### [THE PROBLEM]
Leave out any picture and return the remaining listing below exactly as given.

### [MATERIAL FOR THIS EXERCISE]
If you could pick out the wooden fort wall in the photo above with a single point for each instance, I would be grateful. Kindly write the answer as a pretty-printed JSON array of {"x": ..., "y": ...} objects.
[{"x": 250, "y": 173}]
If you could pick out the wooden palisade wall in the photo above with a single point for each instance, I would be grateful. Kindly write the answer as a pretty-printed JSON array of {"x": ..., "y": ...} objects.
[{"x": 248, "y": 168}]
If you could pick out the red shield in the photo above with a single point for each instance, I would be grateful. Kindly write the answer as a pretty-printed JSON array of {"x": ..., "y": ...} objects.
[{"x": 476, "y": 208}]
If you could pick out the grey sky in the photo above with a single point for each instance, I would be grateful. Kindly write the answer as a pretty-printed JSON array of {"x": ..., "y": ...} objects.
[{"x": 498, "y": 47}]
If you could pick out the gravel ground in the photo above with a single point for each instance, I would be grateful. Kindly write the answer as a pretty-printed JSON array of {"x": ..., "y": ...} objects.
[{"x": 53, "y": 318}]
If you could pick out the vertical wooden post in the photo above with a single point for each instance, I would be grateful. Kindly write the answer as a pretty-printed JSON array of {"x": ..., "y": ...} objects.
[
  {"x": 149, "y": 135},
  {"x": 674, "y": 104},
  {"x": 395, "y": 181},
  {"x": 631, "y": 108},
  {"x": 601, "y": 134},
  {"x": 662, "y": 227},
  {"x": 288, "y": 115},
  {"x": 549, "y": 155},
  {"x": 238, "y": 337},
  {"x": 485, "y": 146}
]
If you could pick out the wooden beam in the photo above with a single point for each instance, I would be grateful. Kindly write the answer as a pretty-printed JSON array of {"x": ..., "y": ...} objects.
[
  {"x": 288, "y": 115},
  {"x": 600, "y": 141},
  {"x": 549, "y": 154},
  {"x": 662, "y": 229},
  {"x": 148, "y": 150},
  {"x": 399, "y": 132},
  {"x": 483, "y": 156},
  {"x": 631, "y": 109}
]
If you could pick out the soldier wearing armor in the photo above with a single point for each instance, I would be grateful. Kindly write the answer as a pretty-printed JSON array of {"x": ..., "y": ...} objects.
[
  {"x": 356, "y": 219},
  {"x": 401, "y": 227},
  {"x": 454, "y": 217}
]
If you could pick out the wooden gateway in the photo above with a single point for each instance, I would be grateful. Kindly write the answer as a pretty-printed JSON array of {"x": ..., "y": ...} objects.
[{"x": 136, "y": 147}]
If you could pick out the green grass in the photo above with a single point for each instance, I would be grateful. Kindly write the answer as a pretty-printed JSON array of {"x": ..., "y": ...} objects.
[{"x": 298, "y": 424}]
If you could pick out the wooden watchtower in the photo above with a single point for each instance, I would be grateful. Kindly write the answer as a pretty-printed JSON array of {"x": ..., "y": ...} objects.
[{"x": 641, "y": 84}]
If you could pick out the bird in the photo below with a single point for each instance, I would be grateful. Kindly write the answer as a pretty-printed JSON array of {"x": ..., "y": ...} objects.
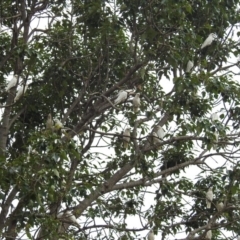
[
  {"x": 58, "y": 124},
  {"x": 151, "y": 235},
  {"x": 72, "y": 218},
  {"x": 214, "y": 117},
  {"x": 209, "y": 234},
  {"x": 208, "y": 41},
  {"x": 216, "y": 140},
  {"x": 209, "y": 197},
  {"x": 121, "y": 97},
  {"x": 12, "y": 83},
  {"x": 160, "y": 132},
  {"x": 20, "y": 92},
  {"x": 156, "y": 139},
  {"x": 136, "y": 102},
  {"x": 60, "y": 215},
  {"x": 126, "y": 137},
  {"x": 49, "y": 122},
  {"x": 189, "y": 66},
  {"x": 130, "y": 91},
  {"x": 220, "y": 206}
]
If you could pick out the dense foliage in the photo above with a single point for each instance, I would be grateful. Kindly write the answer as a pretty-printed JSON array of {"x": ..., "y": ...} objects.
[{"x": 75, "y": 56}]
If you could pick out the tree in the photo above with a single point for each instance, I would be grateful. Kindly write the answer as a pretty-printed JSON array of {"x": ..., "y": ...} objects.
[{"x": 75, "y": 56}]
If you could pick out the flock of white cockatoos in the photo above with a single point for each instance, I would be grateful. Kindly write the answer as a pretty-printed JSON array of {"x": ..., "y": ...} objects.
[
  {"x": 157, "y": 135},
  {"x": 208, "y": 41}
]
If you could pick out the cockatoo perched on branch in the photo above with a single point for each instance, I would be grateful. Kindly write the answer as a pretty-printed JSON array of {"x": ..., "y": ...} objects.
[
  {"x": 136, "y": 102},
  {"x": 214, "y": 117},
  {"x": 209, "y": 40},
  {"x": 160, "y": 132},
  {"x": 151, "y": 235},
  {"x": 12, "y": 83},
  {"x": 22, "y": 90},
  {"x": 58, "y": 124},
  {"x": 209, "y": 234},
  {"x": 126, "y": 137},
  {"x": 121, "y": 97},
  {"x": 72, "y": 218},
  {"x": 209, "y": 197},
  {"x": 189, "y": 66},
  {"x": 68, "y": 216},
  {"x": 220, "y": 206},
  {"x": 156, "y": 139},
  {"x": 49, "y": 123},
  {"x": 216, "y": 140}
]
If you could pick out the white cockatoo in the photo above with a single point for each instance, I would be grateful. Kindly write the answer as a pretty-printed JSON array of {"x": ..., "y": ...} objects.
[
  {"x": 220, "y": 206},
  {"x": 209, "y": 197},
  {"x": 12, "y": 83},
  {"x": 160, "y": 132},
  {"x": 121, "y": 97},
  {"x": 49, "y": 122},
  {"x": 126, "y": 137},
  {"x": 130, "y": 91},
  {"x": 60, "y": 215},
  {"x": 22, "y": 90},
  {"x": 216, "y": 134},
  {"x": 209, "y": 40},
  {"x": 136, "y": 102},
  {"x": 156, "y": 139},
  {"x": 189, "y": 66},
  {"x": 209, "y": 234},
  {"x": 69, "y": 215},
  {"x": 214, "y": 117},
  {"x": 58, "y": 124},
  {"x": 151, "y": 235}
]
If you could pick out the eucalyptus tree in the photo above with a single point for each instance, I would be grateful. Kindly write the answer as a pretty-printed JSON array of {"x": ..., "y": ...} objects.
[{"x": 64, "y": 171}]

### [CORRECT RESULT]
If you could pick out the wooden fort wall in the photo above with a single point for each instance, I would be grateful. Kindly write the answer as a pretty-printed JSON array of {"x": ..., "y": ...} objects.
[{"x": 250, "y": 173}]
If you could pick out the wooden palisade wall in the photo above with a single point for each instance, I would be grateful. Kindly write the answer as a pretty-printed JSON array of {"x": ..., "y": ...} objects.
[{"x": 248, "y": 168}]
If you could pick out the red shield in the photo above with a single point for each instance, I would be grateful. Kindly write the answer as a pretty-printed JSON array of {"x": ..., "y": ...} objects.
[{"x": 476, "y": 208}]
If you could pick out the grey sky in the photo above with a single point for each instance, I would be grateful. Kindly write the answer as a pretty-printed JSON array of {"x": ..., "y": ...} objects.
[{"x": 498, "y": 47}]
If you could pick out the gravel ground in the photo above with a single point for each instance, I would be grateful. Kindly write the answer as a pretty-printed JSON array of {"x": ..., "y": ...} objects.
[{"x": 53, "y": 318}]
If you could pick out the vertical wooden post in the photo above with a single point for each instance, I would be grateful. Kindly write the answer as a pretty-printed JSON array of {"x": ..., "y": ...} objects.
[
  {"x": 149, "y": 135},
  {"x": 674, "y": 104},
  {"x": 395, "y": 181},
  {"x": 631, "y": 108},
  {"x": 601, "y": 134},
  {"x": 662, "y": 227},
  {"x": 288, "y": 115},
  {"x": 549, "y": 155},
  {"x": 238, "y": 337},
  {"x": 485, "y": 146}
]
If you could pick out the wooden beam in the photo above with a single point for each instance, I would be grateful. Kindly write the answer as a pretty-printed JSON array of {"x": ..., "y": ...} objects.
[
  {"x": 288, "y": 115},
  {"x": 600, "y": 141},
  {"x": 549, "y": 154},
  {"x": 662, "y": 229},
  {"x": 148, "y": 150},
  {"x": 399, "y": 132},
  {"x": 483, "y": 156},
  {"x": 631, "y": 109}
]
If you could pick out the soldier wearing armor in the photo above with a single point for each instance, I would be grateful. Kindly write the answer as a pretty-printed JSON array of {"x": ..., "y": ...} objects.
[
  {"x": 356, "y": 219},
  {"x": 401, "y": 227},
  {"x": 454, "y": 217}
]
If you could pick out the wooden gateway in the photo above with a single point for each instance, I would be grateful. Kindly write the answer as a pretty-printed JSON array of {"x": ..., "y": ...} objects.
[{"x": 136, "y": 147}]
If you could pick out the green grass in the photo above with a single point for each instance, I would be grateful. Kindly write the answer as a pretty-printed JSON array of {"x": ..., "y": ...} objects.
[{"x": 298, "y": 424}]
If you could pick out the wooden watchtower in the photo above with a single point for each instance, I would be grateful. Kindly write the answer as a pretty-printed JSON array of {"x": ..., "y": ...} objects.
[{"x": 641, "y": 84}]
If you could pick out the bird in the photo below with a single point for each instance, I would be grateful. Kindly write the answer as a pretty-printed JSON array of {"x": ..., "y": ...} objects.
[
  {"x": 58, "y": 124},
  {"x": 151, "y": 235},
  {"x": 72, "y": 218},
  {"x": 214, "y": 117},
  {"x": 209, "y": 234},
  {"x": 208, "y": 41},
  {"x": 216, "y": 140},
  {"x": 209, "y": 197},
  {"x": 121, "y": 97},
  {"x": 12, "y": 83},
  {"x": 160, "y": 132},
  {"x": 20, "y": 92},
  {"x": 156, "y": 139},
  {"x": 136, "y": 102},
  {"x": 60, "y": 215},
  {"x": 126, "y": 137},
  {"x": 49, "y": 122},
  {"x": 189, "y": 66},
  {"x": 130, "y": 91},
  {"x": 220, "y": 206}
]
If you could pick out the dense foliage in the photo above with a single point for each instance, I would be grateful. Kindly write the answer as a pretty-printed JSON array of {"x": ..., "y": ...} objects.
[{"x": 75, "y": 56}]
If you could pick out the tree in the photo above with a single point for each instance, I would be grateful. Kindly write the answer as a pretty-printed JSON array of {"x": ..., "y": ...} objects.
[{"x": 75, "y": 56}]
If you could pick out the flock of white cockatoos in the photo above with a single point for each instance, I would be grateful. Kindly write the answer as a pretty-printed JSON array of {"x": ..., "y": ...} objects.
[
  {"x": 157, "y": 135},
  {"x": 208, "y": 41}
]
If you could pick out the cockatoo perched on branch in the photo above with a single point for each instance, I would be grateful. Kindly write the answer as a pretty-printed JSON array of {"x": ..., "y": ...} objects.
[
  {"x": 136, "y": 102},
  {"x": 214, "y": 117},
  {"x": 209, "y": 40},
  {"x": 160, "y": 132},
  {"x": 151, "y": 235},
  {"x": 12, "y": 83},
  {"x": 22, "y": 90},
  {"x": 58, "y": 124},
  {"x": 209, "y": 234},
  {"x": 126, "y": 137},
  {"x": 121, "y": 97},
  {"x": 72, "y": 218},
  {"x": 209, "y": 197},
  {"x": 189, "y": 66},
  {"x": 68, "y": 216},
  {"x": 220, "y": 206},
  {"x": 156, "y": 139},
  {"x": 49, "y": 123},
  {"x": 216, "y": 140}
]
If you could pick out the white cockatoo in the photo above with a single point for each instance, I would be grateful. Kindly write the answer as a pretty-printed JSON array of {"x": ..., "y": ...} objects.
[
  {"x": 220, "y": 206},
  {"x": 209, "y": 197},
  {"x": 12, "y": 83},
  {"x": 160, "y": 132},
  {"x": 121, "y": 97},
  {"x": 49, "y": 122},
  {"x": 126, "y": 137},
  {"x": 130, "y": 91},
  {"x": 60, "y": 215},
  {"x": 22, "y": 90},
  {"x": 216, "y": 134},
  {"x": 209, "y": 40},
  {"x": 136, "y": 102},
  {"x": 156, "y": 139},
  {"x": 189, "y": 66},
  {"x": 209, "y": 234},
  {"x": 69, "y": 215},
  {"x": 214, "y": 117},
  {"x": 58, "y": 124},
  {"x": 151, "y": 235}
]
If you could pick out the eucalyptus tree in the photo above with a single point for each instance, I would be grateful. Kindly write the answer as a pretty-printed JSON array of {"x": ..., "y": ...} objects.
[{"x": 64, "y": 171}]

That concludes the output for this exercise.